• _DIRECTIONS FOR THIS TASK_: Restate the records below exactly. Pictures are not part of the copy.

• _SUPPLIED DATA_:
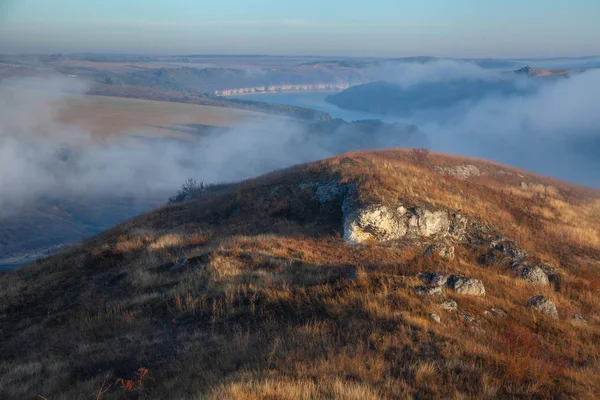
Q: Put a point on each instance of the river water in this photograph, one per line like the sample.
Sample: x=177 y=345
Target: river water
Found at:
x=316 y=101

• _RESPONSE BELOW_:
Q: Put a point on each instance of the river water in this photograph, one per line like the sample.
Sample: x=177 y=345
Target: river water
Found at:
x=316 y=101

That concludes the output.